┏━━

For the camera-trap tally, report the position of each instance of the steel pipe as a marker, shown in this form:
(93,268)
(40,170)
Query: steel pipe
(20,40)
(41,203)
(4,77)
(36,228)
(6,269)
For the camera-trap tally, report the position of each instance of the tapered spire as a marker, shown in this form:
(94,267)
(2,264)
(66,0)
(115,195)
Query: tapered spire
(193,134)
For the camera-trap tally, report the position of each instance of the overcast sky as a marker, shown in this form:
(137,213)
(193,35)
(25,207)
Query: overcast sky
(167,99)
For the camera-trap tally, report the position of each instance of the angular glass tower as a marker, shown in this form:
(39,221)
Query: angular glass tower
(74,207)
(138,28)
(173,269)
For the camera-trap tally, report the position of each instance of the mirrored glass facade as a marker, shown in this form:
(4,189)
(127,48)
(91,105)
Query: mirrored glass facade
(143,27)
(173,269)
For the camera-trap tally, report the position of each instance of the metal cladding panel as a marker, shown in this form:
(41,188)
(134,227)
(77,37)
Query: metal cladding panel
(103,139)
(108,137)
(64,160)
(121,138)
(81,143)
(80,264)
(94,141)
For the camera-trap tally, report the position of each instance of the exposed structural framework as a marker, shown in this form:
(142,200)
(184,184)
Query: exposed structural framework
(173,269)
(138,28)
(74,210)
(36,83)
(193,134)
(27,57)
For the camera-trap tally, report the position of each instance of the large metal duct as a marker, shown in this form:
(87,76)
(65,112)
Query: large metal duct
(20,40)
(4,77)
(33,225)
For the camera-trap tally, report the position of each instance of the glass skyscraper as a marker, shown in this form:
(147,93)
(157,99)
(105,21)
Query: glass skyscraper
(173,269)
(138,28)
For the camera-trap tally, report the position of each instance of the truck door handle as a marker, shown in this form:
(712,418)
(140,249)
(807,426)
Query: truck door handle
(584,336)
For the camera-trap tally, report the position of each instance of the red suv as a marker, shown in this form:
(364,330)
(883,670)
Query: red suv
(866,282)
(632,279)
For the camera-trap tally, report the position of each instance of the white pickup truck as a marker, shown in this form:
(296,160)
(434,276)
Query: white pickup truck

┗━━

# THE TASK
Give the lines starting at the one containing "the red suv" and ending at the last line of the rows, both included, as a JSON list of strings with one string per line and no blank lines.

# ANSWER TO THE PROBLEM
[
  "For the camera-trap tally, report the position of each instance of the red suv as a marker, shown in this form:",
  "(364,330)",
  "(883,670)",
  "Query: red suv",
  "(866,282)",
  "(632,279)",
  "For the camera-trap tally, report the position of each instance of the white pickup truck as a marker, shown in this form:",
  "(296,160)",
  "(434,276)",
  "Query: white pickup truck"
]